▶ Written request:
Reproduce every line from the one containing "fireplace opening, put" through the end of the records, inclusive, with the guidelines included. Scale each keypoint coordinate in the answers by 1.55, round to whole numbers with halves going up, and leave the pictures out.

>> START Extracted records

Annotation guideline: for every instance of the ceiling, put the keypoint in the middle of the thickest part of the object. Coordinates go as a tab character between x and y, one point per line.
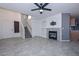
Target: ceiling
25	8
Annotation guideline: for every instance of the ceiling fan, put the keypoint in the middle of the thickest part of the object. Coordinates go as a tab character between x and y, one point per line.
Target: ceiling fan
41	7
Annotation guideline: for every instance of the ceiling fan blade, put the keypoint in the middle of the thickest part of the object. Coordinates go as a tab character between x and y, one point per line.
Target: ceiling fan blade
37	5
41	12
47	9
35	9
45	5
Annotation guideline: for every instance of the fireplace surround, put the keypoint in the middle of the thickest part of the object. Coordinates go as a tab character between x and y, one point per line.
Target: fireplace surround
52	35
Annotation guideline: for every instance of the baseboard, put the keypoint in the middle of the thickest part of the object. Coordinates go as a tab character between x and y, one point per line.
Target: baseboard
64	40
10	38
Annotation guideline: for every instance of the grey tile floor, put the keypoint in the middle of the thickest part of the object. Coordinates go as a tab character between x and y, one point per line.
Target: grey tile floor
37	47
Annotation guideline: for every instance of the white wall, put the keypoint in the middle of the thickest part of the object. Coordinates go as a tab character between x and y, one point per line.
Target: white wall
36	27
39	26
7	19
46	23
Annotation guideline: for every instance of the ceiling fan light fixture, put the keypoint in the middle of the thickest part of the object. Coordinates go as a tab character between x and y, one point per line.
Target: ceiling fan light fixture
41	10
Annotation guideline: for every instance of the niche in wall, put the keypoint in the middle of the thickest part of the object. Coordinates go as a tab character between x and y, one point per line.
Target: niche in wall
53	23
16	26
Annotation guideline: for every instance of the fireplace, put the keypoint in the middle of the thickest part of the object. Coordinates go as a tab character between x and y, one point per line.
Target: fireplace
53	35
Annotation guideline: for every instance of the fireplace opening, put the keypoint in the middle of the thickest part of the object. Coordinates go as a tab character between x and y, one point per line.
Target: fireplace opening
53	35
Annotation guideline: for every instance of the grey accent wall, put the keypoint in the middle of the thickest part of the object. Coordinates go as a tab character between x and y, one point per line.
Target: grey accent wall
65	26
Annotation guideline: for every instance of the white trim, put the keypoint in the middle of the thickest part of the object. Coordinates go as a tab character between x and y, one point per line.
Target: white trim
64	40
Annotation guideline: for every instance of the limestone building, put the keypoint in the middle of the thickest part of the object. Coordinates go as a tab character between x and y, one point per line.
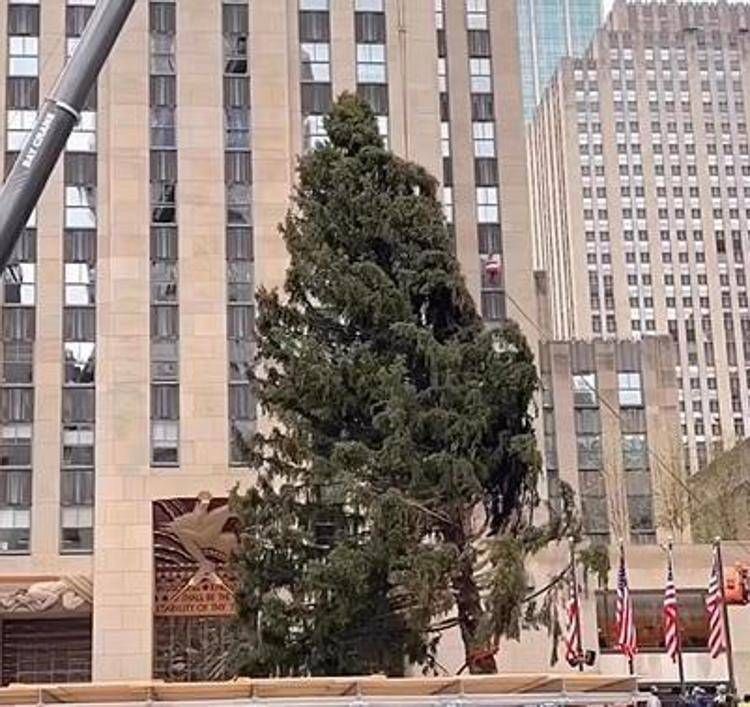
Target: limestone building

>> END Extracted records

▶ Written reply:
Annotation guideline: for every instance of the fireplace opening, put the keypoint in the middle of the thickest part of the object. Coordinates go as a tab character between x and y, one point per line.
Target: fireplace opening
82	54
Annotation guideline: for every instance of the grey accent wall, put the keypoint in the middle of the thickest part of the object. Coordinates go as a tab character between x and y, one point per line.
Target: grey accent wall
101	40
Annotation guideline: for every instance of the white trim, put the keypoint in the middle of the thickest part of the object. Coordinates go as a tab character between x and y, one point per line.
Target: white trim
99	62
Annotation guideline: for every instance of the limestone building, put the keypoint in the middle of the thickest part of the object. Coordinates go as a tab character between x and y, one point per line.
Target: limestone building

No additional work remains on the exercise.